* _Exercise aim_: Starting at the line that contains "Where can the red roof", print every remaining line of the entries, unchanged, and output nothing more.
>> START Provided records
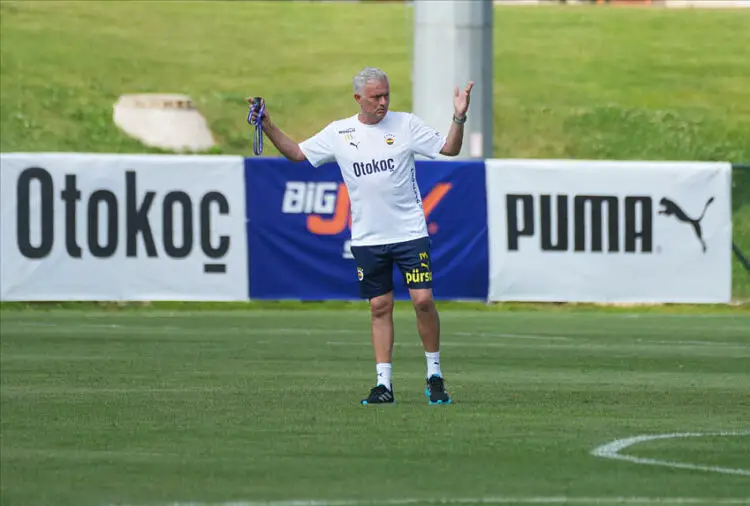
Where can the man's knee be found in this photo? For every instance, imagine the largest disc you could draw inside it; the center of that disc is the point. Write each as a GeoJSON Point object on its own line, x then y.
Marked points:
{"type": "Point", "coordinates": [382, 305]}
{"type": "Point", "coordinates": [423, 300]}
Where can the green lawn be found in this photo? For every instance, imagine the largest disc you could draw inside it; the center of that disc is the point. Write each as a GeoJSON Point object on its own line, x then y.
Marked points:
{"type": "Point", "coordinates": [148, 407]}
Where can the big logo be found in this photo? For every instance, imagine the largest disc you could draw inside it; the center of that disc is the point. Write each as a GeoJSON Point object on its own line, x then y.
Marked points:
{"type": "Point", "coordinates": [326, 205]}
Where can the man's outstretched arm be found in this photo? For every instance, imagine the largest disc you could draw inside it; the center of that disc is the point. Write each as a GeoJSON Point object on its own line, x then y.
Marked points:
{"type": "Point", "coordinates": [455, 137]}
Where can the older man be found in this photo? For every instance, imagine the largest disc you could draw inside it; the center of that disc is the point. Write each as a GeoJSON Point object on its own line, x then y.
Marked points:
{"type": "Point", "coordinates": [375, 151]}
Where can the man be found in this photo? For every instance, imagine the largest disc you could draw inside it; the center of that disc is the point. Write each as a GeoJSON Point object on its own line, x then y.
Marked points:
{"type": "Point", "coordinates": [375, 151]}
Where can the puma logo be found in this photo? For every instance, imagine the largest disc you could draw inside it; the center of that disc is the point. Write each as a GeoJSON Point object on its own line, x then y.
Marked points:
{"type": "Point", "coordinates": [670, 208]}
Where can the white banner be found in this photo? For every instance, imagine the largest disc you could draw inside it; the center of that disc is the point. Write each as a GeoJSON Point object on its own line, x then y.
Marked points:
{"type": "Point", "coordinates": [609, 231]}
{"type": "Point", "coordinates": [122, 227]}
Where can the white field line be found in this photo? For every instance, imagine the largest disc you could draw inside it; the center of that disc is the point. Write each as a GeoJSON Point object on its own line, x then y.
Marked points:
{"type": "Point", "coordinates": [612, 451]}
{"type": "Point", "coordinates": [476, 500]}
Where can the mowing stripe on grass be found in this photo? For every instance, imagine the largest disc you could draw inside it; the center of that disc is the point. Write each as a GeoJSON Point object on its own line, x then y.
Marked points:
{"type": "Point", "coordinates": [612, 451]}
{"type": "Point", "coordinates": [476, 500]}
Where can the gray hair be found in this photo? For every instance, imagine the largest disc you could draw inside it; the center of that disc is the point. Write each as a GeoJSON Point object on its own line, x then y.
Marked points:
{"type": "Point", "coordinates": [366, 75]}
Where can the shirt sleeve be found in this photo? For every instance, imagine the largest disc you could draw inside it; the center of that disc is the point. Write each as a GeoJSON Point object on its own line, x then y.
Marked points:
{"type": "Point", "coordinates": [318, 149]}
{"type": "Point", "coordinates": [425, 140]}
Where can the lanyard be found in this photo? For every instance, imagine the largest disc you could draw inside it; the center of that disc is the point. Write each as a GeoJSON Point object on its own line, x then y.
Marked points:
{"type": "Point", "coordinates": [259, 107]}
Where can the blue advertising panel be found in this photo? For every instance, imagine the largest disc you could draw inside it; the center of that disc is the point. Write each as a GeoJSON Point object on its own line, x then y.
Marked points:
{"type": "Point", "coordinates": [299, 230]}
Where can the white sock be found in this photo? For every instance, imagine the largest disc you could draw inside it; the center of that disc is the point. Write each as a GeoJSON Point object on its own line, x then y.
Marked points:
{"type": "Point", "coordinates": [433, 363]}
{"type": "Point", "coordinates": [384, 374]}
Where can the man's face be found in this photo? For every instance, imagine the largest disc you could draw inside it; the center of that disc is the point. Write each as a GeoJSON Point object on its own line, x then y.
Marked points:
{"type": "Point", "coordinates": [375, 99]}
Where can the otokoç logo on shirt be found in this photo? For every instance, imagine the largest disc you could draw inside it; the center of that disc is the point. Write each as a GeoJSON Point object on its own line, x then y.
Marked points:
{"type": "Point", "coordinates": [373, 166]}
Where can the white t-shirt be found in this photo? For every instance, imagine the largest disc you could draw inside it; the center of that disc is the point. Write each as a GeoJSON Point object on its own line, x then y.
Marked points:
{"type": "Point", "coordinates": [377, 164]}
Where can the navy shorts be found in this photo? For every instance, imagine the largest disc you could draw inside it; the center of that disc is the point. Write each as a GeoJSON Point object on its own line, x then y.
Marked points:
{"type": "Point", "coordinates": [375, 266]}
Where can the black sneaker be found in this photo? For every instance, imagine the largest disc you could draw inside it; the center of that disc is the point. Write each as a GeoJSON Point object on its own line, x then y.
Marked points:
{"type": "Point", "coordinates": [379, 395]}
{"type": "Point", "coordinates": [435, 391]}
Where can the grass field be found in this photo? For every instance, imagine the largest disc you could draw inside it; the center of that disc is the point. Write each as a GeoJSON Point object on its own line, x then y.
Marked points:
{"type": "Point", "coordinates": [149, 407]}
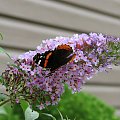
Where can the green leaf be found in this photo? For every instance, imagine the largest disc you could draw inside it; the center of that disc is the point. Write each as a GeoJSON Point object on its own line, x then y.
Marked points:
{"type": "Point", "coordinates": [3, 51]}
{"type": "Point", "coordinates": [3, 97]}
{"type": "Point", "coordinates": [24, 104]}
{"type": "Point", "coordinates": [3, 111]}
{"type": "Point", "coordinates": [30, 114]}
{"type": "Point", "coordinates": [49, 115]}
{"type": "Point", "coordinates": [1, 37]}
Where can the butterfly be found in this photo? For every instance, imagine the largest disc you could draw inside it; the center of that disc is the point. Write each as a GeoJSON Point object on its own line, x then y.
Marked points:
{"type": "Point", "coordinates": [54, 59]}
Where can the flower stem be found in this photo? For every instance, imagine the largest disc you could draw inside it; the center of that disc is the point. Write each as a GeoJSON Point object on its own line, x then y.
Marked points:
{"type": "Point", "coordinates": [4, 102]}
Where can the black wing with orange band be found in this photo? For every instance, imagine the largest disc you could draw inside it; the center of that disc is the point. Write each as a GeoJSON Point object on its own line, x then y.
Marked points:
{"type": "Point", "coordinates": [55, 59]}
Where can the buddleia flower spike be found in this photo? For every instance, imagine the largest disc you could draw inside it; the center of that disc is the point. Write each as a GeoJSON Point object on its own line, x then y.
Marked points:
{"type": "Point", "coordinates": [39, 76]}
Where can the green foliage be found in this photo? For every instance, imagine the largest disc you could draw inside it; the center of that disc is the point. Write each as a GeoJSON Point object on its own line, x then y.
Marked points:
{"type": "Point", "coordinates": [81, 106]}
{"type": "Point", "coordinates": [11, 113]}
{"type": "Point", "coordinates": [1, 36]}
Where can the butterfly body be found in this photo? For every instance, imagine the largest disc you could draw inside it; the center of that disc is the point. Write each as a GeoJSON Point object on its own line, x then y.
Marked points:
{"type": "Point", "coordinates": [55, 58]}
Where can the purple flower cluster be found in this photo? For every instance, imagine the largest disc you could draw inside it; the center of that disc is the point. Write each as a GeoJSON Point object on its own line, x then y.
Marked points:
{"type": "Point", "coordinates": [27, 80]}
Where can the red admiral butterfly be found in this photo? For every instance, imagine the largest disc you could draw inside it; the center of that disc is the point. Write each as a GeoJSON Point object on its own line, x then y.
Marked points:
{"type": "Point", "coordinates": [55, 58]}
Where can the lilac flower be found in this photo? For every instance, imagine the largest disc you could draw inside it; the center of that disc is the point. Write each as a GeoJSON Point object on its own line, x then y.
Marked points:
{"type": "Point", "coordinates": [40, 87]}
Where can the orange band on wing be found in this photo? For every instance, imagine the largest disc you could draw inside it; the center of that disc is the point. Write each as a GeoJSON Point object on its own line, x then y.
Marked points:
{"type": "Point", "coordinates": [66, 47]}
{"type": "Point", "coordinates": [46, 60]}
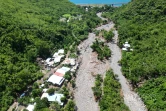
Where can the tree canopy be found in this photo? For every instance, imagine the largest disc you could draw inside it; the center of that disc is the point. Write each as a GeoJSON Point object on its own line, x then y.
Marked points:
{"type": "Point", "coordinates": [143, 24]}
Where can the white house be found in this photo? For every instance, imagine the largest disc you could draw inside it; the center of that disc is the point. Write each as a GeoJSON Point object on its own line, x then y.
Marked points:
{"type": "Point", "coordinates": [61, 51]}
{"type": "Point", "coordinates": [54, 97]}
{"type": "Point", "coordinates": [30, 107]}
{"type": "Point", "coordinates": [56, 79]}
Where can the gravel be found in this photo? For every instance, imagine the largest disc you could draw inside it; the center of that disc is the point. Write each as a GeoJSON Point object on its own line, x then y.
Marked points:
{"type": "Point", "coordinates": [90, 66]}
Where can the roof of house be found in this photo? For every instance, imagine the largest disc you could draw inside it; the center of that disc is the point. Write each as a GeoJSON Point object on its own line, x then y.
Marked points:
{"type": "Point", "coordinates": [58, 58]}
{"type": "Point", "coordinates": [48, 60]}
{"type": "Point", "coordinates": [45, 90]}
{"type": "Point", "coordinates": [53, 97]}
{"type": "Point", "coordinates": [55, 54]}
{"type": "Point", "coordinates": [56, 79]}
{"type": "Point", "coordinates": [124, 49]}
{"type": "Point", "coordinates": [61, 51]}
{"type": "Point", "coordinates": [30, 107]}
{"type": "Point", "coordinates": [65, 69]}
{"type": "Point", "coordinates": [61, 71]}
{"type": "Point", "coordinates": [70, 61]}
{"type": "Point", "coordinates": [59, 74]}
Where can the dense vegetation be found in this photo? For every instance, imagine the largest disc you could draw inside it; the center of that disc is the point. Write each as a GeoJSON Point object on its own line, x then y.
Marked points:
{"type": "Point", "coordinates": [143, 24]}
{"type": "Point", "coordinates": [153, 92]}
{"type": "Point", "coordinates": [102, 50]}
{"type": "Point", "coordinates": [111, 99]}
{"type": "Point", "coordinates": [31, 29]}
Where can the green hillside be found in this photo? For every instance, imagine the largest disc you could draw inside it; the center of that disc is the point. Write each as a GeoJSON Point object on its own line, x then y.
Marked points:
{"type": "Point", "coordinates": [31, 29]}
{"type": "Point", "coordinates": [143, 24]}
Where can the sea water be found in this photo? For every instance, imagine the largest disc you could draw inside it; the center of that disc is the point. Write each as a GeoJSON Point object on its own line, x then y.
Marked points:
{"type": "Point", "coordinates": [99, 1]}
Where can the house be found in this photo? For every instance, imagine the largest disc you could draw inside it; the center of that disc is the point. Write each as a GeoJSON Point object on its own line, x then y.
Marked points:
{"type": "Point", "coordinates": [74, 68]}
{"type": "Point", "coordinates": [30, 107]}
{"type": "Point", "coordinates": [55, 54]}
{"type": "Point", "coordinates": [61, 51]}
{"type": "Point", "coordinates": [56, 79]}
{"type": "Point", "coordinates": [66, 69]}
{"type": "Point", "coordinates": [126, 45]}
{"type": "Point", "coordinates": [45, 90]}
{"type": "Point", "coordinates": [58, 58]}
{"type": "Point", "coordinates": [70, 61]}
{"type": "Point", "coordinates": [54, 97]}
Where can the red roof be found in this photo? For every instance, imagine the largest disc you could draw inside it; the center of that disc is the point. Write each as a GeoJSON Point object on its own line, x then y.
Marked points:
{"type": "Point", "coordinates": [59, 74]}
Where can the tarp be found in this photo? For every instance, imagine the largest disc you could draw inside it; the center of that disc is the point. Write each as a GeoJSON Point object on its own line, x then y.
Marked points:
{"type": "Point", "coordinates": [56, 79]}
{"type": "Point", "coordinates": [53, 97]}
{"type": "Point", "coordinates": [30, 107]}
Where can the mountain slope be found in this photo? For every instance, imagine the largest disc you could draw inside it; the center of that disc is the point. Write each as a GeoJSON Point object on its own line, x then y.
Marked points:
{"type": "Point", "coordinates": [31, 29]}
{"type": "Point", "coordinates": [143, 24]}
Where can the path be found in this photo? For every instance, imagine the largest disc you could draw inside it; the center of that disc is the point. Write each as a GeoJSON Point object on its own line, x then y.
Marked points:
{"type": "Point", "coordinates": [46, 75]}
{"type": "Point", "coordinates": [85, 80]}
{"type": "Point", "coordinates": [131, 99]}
>> END Provided records
* _Response below_:
Where can the red roof be found in this photo? For every instance, imagine the largest disc you could draw inside it; the center of that disc is the point. Write each as a GeoJSON Point object on its own line, x then y.
Marked points:
{"type": "Point", "coordinates": [59, 74]}
Where can the tarp be found in this photo? For every instance, imagine the largest disc you could draw inside it; the center of that disc is the point. Write each as a GeoJSON Point object on its own line, x then y.
Marked points:
{"type": "Point", "coordinates": [56, 79]}
{"type": "Point", "coordinates": [53, 97]}
{"type": "Point", "coordinates": [30, 107]}
Where can the mountain slope be found in this photo? For every instance, imagine the largest disc you could draw inside it; the center of that disc is the point. Write each as a GeoJSON Point object on its own line, x then y.
Marked points:
{"type": "Point", "coordinates": [31, 29]}
{"type": "Point", "coordinates": [143, 24]}
Where can the path be found in this photo? For every instance, imagine the largest disc you could draw inside it; the center of that disc is the point. Write each as a GeoJSON Point object on its own line, x then y.
Marked points:
{"type": "Point", "coordinates": [46, 75]}
{"type": "Point", "coordinates": [85, 80]}
{"type": "Point", "coordinates": [131, 99]}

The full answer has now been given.